- Text provided -
╔══

Ira Levin died on November 12th. His obituary in The Times refers to Polanski’s film of Rosemary’s Baby and suggests that “the atmosphere of evil that pervaded the screen had its origins in Levin’s fictional skills.“
Indeed – one of the most seamless book-to-film transitions around, and an adaptation that honours its source material to great effect. In my opinion it stands alongside Ted Tally’s screenplay for The Silence of the Lambs as an example of best practice in adaptation.
But although Rosemary’s Baby is the work that gets most of the attention, A Kiss Before Dying is the Levin novel that I’ll cherish most. It’s pretty well unfilmable, for reasons you can only understand by reading it – Levin’s cool-headed manipulation of viewpoint and reader perception have no cinematic parallel. Gerd Oswald and Lawrence Roman tried adapting it in 1956, and James Dearden in 1991; both versions rendered the story as a routine psycho-stalker tale, which it’s anything but.
And Levin, the bastard, was twenty-three when he wrote it.
This year also saw the passing of novelist and screenwriter Marc Behm, on July 12th. Behm’s novel The Eye of the Beholder is right up there with the Levin for me – one of those books you finish and close with awe, and, if you’re in the game yourself, not a little envy.

╚══

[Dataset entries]

╔══

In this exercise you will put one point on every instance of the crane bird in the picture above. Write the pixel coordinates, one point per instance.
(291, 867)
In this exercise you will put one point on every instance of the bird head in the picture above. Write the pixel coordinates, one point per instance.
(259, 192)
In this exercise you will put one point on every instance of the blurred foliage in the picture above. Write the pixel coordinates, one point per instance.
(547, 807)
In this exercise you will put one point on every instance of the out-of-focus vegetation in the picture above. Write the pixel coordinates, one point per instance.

╚══

- What to do -
1 – From the piece on Ira Levin, extract the stretch from "Ira Levin died" through "practice in adaptation." word for word.
2 – Using the piece on Ira Levin, answer these questions:
(a) On what date did Ira Levin die?
(b) How old was Levin when he wrote A Kiss Before Dying?
(c) On what date did Marc Behm die?
3 – Carry on the piece on Ira Levin from its final sentence.

- Set of answers -
1 –
Ira Levin died on November 12th. His obituary in The Times refers to Polanski’s film of Rosemary’s Baby and suggests that “the atmosphere of evil that pervaded the screen had its origins in Levin’s fictional skills.“
Indeed – one of the most seamless book-to-film transitions around, and an adaptation that honours its source material to great effect. In my opinion it stands alongside Ted Tally’s screenplay for The Silence of the Lambs as an example of best practice in adaptation.

2 –
(a) November 12th
(b) Twenty-three
(c) July 12th

3 –
It was Maxim Jakubowsky, anthology editor and proprietor of the Murder One bookshop on Charing Cross Road, who put me onto this transcendent Private Eye novel. It’s a mythic search tale with an unforgettably obsessive tone and, perhaps because it began in Behm’s mind as a screenplay idea, it fared well when filmed by Claude Miller as Mortelle Randonnee in 1983. The movie starred Michel Serrault and Isabelle Adjani. A later English-language remake with Ewan McGregor fared less well.
I saw a TV screening of Mortelle Randonnee under the title of Deadly Run, and spent years trying to track it down on tape or DVD. Alas, when I finally located it, I found Fox Lorber’s subtitled release to be a shortened and much less effective version which even lacks the crucial final shot.